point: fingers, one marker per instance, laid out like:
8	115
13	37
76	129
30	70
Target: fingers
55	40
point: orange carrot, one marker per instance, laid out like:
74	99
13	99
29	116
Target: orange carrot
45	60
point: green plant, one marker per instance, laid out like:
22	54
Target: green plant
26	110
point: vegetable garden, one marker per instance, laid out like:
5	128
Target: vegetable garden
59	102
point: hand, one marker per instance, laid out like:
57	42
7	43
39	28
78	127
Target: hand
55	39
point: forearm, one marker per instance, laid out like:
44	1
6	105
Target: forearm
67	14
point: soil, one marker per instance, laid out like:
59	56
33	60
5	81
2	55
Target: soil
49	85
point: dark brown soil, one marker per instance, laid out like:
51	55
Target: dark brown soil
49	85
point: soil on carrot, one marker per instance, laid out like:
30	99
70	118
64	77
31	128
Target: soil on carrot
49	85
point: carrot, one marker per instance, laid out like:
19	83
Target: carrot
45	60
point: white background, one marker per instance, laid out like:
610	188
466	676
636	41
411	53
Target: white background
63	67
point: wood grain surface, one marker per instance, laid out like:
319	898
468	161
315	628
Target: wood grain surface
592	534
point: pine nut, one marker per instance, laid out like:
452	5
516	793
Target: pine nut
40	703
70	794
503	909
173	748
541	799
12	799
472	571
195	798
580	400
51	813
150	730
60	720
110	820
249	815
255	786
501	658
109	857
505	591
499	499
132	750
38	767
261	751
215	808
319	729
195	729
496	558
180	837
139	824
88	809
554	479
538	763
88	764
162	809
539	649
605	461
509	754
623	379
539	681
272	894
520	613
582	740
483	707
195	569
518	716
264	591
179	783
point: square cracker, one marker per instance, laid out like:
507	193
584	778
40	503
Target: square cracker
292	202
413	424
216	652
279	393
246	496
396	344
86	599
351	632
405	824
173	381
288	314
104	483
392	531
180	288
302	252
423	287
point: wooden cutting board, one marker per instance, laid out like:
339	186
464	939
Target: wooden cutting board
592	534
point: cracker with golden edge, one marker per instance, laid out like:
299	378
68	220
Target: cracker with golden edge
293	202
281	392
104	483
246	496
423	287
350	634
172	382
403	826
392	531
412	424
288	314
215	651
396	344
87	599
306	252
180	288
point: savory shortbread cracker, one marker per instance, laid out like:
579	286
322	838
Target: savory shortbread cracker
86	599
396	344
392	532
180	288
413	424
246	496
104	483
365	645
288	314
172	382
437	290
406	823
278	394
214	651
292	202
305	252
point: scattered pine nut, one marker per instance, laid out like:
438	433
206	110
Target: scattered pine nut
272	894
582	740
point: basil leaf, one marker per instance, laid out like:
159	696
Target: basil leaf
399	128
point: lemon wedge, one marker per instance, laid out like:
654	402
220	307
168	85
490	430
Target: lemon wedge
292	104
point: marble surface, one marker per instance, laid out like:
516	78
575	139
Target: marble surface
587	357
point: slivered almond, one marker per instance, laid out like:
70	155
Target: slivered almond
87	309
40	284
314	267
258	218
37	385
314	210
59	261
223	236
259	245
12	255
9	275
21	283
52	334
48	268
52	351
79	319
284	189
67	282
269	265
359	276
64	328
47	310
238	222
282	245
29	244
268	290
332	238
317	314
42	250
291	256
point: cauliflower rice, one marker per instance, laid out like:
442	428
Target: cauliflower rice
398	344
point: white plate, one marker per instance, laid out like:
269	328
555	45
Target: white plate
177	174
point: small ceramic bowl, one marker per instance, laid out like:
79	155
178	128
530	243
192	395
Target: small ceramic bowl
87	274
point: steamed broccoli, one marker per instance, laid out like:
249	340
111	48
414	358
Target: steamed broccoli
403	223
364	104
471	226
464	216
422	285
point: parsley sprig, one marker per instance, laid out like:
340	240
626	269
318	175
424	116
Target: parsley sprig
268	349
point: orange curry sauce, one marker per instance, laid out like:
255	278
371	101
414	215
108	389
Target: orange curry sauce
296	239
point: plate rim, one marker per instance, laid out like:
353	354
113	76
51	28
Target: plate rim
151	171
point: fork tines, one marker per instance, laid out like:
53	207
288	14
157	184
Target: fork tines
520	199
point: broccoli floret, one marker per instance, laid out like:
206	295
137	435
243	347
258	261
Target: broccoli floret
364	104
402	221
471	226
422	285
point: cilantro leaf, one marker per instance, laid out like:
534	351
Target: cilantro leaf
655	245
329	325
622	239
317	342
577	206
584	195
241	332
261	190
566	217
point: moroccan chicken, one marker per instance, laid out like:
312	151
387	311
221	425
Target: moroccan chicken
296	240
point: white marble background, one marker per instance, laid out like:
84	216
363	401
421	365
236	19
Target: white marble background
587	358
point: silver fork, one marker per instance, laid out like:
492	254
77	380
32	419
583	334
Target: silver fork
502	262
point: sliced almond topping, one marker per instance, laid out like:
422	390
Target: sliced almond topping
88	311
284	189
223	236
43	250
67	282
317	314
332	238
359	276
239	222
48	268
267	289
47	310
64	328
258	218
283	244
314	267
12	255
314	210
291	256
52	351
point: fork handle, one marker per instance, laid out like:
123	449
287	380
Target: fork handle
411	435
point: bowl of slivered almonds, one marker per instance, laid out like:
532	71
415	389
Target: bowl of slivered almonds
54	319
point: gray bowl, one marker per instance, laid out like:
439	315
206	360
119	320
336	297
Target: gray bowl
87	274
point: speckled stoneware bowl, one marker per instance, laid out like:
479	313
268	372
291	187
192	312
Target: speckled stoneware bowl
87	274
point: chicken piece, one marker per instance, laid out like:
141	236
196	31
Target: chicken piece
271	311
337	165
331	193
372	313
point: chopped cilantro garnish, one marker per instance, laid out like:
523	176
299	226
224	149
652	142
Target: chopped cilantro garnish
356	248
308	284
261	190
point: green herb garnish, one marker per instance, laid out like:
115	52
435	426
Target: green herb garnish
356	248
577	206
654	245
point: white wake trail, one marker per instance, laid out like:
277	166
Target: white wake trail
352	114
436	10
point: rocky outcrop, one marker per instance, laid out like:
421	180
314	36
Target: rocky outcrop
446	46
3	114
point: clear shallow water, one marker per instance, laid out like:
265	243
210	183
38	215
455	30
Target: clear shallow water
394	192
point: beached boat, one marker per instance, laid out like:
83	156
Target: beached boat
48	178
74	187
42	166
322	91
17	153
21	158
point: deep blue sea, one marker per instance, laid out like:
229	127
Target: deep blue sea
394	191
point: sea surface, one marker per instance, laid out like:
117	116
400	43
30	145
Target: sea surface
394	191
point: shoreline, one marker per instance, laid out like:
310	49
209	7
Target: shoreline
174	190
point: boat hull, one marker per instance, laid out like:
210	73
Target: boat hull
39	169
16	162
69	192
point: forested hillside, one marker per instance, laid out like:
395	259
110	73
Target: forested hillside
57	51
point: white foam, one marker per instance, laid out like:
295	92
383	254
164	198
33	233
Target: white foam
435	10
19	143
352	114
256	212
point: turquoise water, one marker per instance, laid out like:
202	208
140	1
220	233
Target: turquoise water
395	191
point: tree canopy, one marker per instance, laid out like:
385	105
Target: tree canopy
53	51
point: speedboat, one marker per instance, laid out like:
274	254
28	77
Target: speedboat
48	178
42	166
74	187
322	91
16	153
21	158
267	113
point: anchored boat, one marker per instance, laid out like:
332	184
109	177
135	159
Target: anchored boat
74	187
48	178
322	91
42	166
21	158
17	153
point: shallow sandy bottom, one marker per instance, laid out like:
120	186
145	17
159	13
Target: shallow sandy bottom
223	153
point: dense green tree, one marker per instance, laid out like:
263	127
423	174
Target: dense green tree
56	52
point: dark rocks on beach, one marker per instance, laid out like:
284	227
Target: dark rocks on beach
◇ ◇ ◇ ◇
Copy exactly the lines of the listing above, beginning at the line with "point: beached boat, one" and ending at its final line; write out nothing else.

point: beached boat, one marker per instance, laid out like:
83	156
Target: beached boat
48	178
74	187
42	166
322	91
17	153
21	158
point: deep blue sea, one marker per instance, laid out like:
229	127
Target: deep blue sea
394	191
point: sea surface, one marker per instance, laid out like:
117	116
400	43
30	145
Target: sea surface
394	191
point: shoreline, one marker per instance, laid out like:
310	49
209	7
Target: shoreline
174	190
point: boat hull, one marker per instance, laid out like:
210	73
Target: boat hull
39	169
16	162
69	192
point: forested hillside, one marker per instance, laid out like:
395	259
110	73
Target: forested hillside
57	51
point: white foam, one marker per instance, laid out like:
295	92
383	254
164	198
33	233
Target: white foam
435	10
19	143
352	114
256	212
point: turquoise water, one marker per instance, laid out like:
202	208
140	1
220	233
Target: turquoise water
395	191
point: tree canopy, one marker per instance, laid out like:
385	105
Target: tree canopy
53	51
point: speedboat, one marker per instance, laid out like:
274	254
28	77
Target: speedboat
48	178
42	166
74	187
322	91
16	153
21	158
267	113
point: anchored boat, one marker per instance, laid out like:
332	184
109	177
135	159
Target: anchored boat
74	187
48	178
322	91
42	166
21	158
17	153
point: shallow sandy bottom, one marker per instance, laid out like:
120	186
145	17
159	13
Target: shallow sandy bottom
223	153
point: dense green tree, one marker per instance, laid out like:
263	127
423	174
Target: dense green tree
56	52
point: dark rocks on beach, one marker per instance, laid out like:
284	227
Target: dark rocks on beach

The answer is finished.